■ Given data:
____
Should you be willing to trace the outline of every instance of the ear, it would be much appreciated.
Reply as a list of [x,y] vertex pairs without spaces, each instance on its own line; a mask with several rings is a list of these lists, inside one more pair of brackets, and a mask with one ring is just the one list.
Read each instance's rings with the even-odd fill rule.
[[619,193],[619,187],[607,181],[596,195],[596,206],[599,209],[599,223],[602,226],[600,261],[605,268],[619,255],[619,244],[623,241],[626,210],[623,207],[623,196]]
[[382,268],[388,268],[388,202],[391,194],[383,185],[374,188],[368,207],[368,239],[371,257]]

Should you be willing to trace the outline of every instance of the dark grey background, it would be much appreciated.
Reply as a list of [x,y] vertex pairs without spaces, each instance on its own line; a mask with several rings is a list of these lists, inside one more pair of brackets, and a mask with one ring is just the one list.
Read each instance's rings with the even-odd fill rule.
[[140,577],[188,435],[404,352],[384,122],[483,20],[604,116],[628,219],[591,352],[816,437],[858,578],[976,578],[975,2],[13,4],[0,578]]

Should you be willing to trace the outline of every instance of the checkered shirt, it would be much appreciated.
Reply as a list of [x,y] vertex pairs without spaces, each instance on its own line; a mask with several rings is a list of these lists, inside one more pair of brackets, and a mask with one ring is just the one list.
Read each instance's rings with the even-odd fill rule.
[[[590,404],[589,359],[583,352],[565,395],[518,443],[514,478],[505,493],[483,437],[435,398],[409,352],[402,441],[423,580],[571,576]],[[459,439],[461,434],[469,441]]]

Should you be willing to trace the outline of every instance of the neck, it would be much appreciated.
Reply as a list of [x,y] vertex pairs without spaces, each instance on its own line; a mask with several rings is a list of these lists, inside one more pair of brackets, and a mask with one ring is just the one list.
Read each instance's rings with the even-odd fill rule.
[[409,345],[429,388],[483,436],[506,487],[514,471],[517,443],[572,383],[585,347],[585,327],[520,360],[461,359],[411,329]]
____
■ Activity: Repeat the data. Leave nothing out and change nothing.

■ Answer section:
Should you be willing to trace the outline of every instance of the ear, it would be much appreciated.
Reply as a list of [x,y] vertex pairs without spaces, each instance on its own line; a mask with several rings is a list of these lists, inside one more pair of brackets, and a mask with one ring is just the one list.
Read each instance's rings with the even-odd fill rule.
[[619,193],[619,187],[607,181],[596,195],[596,206],[599,209],[599,223],[602,226],[600,261],[605,268],[619,255],[619,244],[623,241],[626,210],[623,207],[623,196]]
[[382,268],[388,268],[388,202],[391,194],[383,185],[374,188],[368,207],[368,239],[371,257]]

Should you be willing to trace the outline of every instance of the dark grey background, it would be much appreciated.
Reply as a list of [x,y] vertex pairs without spaces, each instance on its own line; a mask with several rings is a list of these lists, inside one more pair of brackets, and a mask with one ring is just the one list.
Read each instance's rings with the even-odd fill rule.
[[140,577],[188,435],[404,352],[384,122],[483,20],[604,116],[628,219],[591,352],[816,437],[858,578],[976,578],[975,2],[13,4],[0,578]]

Should you be willing to trace the outline of every instance of the checkered shirt, it would be much appreciated.
Reply as a list of [x,y] vertex pairs without spaces, each instance on its own line; a mask with several rings is a list of these lists, inside one more pair of brackets, and a mask with one ring is just the one list.
Read each instance's rings with the even-odd fill rule.
[[[590,404],[589,359],[583,352],[565,395],[518,443],[514,478],[505,493],[483,437],[435,398],[409,352],[402,441],[423,580],[571,576]],[[459,439],[461,434],[469,441]]]

Should you be willing to trace the outline of every instance of the neck, it would be much appreciated.
Reply as a list of [x,y] vertex pairs without spaces, each instance on its own line; a mask with several rings is a list of these lists, inside one more pair of brackets, and a mask with one ring is just the one list.
Read each instance's rings with the even-odd fill rule.
[[409,345],[429,388],[483,436],[506,487],[514,471],[517,443],[572,383],[585,347],[585,327],[520,360],[461,359],[411,329]]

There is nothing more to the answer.